▶ TASK INSTRUCTIONS: Skip the pictures. Transcribe the rest of the data below without changing a word.

======== DATASET EXCERPTS ========

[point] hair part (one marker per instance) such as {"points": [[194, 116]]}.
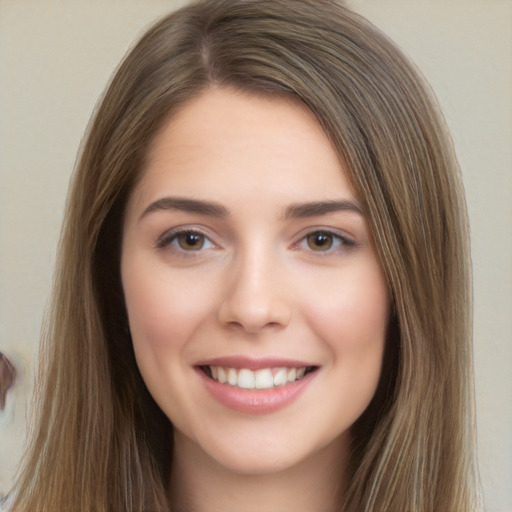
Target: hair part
{"points": [[100, 442]]}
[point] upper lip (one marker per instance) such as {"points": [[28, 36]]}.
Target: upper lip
{"points": [[253, 363]]}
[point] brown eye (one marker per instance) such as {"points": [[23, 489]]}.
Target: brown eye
{"points": [[190, 241], [320, 241]]}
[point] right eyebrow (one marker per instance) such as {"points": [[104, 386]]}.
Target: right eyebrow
{"points": [[187, 205]]}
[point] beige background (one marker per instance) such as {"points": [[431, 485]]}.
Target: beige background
{"points": [[55, 58]]}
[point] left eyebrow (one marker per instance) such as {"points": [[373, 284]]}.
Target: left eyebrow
{"points": [[313, 209]]}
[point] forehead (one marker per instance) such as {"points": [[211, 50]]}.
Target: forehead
{"points": [[229, 141]]}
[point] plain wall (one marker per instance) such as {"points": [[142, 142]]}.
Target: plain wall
{"points": [[55, 59]]}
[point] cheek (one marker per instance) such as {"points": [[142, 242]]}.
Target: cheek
{"points": [[350, 315]]}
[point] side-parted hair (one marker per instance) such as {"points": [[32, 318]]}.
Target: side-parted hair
{"points": [[100, 443]]}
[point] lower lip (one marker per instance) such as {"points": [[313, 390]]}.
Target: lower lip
{"points": [[256, 401]]}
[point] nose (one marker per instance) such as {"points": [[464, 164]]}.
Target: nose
{"points": [[256, 296]]}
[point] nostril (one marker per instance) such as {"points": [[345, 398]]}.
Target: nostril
{"points": [[7, 378]]}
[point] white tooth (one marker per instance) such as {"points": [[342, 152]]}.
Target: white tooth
{"points": [[246, 379], [232, 376], [280, 377], [264, 379], [291, 375], [221, 374]]}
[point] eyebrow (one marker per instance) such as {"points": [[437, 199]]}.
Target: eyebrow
{"points": [[316, 208], [187, 205], [212, 209]]}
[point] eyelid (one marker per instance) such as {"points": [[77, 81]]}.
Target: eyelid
{"points": [[347, 242], [171, 235]]}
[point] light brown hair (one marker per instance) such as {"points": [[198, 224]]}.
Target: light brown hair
{"points": [[100, 442]]}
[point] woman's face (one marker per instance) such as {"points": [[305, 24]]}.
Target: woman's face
{"points": [[246, 258]]}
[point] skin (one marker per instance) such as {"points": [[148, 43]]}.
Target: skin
{"points": [[255, 284]]}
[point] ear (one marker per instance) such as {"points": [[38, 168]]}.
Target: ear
{"points": [[7, 378]]}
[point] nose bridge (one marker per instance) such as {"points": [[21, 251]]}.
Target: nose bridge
{"points": [[256, 295]]}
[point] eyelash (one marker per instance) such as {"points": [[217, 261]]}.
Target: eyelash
{"points": [[338, 242], [173, 236]]}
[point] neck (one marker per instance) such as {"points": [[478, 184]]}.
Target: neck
{"points": [[200, 484]]}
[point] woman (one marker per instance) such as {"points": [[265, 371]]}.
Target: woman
{"points": [[232, 128]]}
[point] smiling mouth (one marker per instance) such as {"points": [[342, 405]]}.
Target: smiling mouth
{"points": [[264, 378]]}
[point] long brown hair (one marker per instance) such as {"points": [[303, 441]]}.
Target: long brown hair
{"points": [[100, 442]]}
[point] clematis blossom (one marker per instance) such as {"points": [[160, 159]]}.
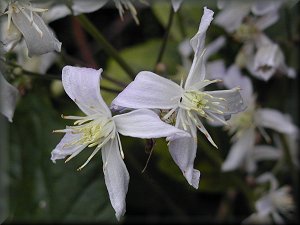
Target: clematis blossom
{"points": [[244, 126], [24, 18], [187, 103], [101, 130]]}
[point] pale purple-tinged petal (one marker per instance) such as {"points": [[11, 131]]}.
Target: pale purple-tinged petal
{"points": [[214, 47], [80, 6], [36, 42], [149, 90], [176, 4], [231, 17], [215, 70], [233, 101], [273, 119], [239, 151], [116, 176], [83, 86], [197, 71], [66, 148], [8, 98], [266, 152], [144, 123], [234, 78], [183, 152], [267, 59], [267, 20]]}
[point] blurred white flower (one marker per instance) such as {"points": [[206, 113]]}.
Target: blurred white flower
{"points": [[260, 55], [176, 4], [101, 130], [8, 98], [37, 35], [273, 204], [244, 151], [189, 102]]}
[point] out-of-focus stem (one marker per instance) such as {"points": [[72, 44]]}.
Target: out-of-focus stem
{"points": [[108, 48], [166, 36]]}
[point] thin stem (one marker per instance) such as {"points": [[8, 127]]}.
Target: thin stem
{"points": [[166, 36], [158, 189], [108, 48]]}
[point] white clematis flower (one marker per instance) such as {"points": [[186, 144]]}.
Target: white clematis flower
{"points": [[176, 4], [8, 98], [189, 103], [244, 151], [101, 130], [275, 203], [38, 37]]}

========

▶ WRITTEN RESPONSE:
[point] hair part (one marker per instance) such as {"points": [[194, 116]]}.
Target: hair part
{"points": [[100, 442]]}
[point] upper lip (one marker per instance) such as {"points": [[28, 36]]}.
Target: upper lip
{"points": [[253, 363]]}
[point] brown eye (one marker per instance) such as {"points": [[23, 489]]}.
Target: brown eye
{"points": [[190, 241], [320, 241]]}
[point] right eyebrow (one marker per instance) such as {"points": [[104, 386]]}.
Target: right eyebrow
{"points": [[187, 205]]}
[point] beige background (one marker per instance) such as {"points": [[431, 485]]}.
Target: beige background
{"points": [[55, 58]]}
[point] left eyebrow (one marker per instance) such as {"points": [[373, 284]]}.
Target: left eyebrow
{"points": [[313, 209]]}
[point] forehead (one marker per instance) such as {"points": [[211, 50]]}.
Target: forehead
{"points": [[229, 141]]}
[point] plain wall (one marker per instance) such as {"points": [[142, 142]]}.
Target: plain wall
{"points": [[55, 59]]}
[point] cheek (one marker per instance) such as {"points": [[142, 242]]}.
Target: cheek
{"points": [[350, 315]]}
[point] side-parted hair (one marker per instance) such as {"points": [[32, 318]]}.
Target: side-parted hair
{"points": [[100, 443]]}
[point] lower lip (one marker per instance) such as {"points": [[313, 390]]}.
Target: lower lip
{"points": [[256, 401]]}
[point] nose (one marker per instance) such as {"points": [[464, 164]]}.
Target: nose
{"points": [[256, 296]]}
[point] nostril (one marker per instance) such as {"points": [[345, 398]]}.
Target: nostril
{"points": [[7, 378]]}
[point] white tooth (one marker per instance) such as {"points": [[342, 152]]}.
Target: white tooth
{"points": [[246, 379], [232, 376], [280, 377], [264, 379], [291, 375], [221, 374]]}
[point] eyebrow (one marker per instance) such as {"points": [[437, 199]]}.
Target: eyebrow
{"points": [[316, 208], [187, 205], [212, 209]]}
[point] eyelid (one marker per instance) such as {"points": [[77, 81]]}.
Target: eyelid
{"points": [[347, 242], [171, 235]]}
[point] light brown hair (one marker per instance) such as {"points": [[198, 224]]}.
Target: light brown hair
{"points": [[100, 442]]}
[point] woman's face (one marker per instance) such as {"points": [[305, 24]]}.
Target: woman's face
{"points": [[246, 258]]}
[point] skin (one marker per instance) such as {"points": [[148, 43]]}.
Target: skin
{"points": [[255, 284]]}
[point] ear (one marker per instance) such as {"points": [[38, 168]]}.
Target: ear
{"points": [[7, 378]]}
[point] nose bridge (one marker per instance) such as {"points": [[21, 251]]}.
Target: nose bridge
{"points": [[256, 295]]}
[point] eyelash (one marker per instance) such as {"points": [[217, 261]]}.
Target: eyelash
{"points": [[338, 242], [173, 236]]}
[point] neck (one marker per instance) such as {"points": [[478, 184]]}.
Target: neck
{"points": [[200, 484]]}
[point] woman (one marker per instance) such as {"points": [[265, 371]]}.
Target: woman
{"points": [[232, 128]]}
[point] smiling mouth (one marker per instance) such as {"points": [[342, 405]]}.
Target: smiling mouth
{"points": [[264, 378]]}
[point] long brown hair (one marker per instance) such as {"points": [[303, 441]]}.
Target: long brown hair
{"points": [[100, 442]]}
[point] clematis blossom (one marker per instance) such as {"points": [[160, 159]]}.
Target: clematis blossom
{"points": [[244, 126], [24, 18], [187, 103], [101, 130]]}
[point] pale purple-tinged petal (one marker per instance) such as {"points": [[11, 131]]}.
Target: pale purple-tinged petal
{"points": [[214, 47], [80, 6], [36, 42], [149, 90], [176, 4], [231, 17], [215, 70], [233, 101], [273, 119], [239, 151], [116, 176], [83, 86], [197, 71], [66, 148], [8, 98], [266, 152], [144, 123], [234, 78], [183, 152], [267, 59], [267, 20]]}
[point] blurred white flower (one marker per instance) such as {"points": [[206, 113]]}.
Target: blurred white flower
{"points": [[260, 55], [176, 4], [101, 130], [8, 98], [37, 35], [273, 204], [244, 151], [189, 102]]}
[point] out-of-focus stem (one marker per instance) such as {"points": [[72, 44]]}.
Target: out-of-focus stem
{"points": [[108, 48], [166, 36]]}
[point] thin stem (one marker per instance) such as {"points": [[8, 127]]}.
Target: thin stem
{"points": [[166, 36], [158, 189], [108, 48]]}
[point] white clematis flower (one marker per instance) such as {"points": [[186, 144]]}.
Target: white clematis flower
{"points": [[176, 4], [8, 98], [189, 103], [244, 151], [101, 130], [275, 203], [38, 37]]}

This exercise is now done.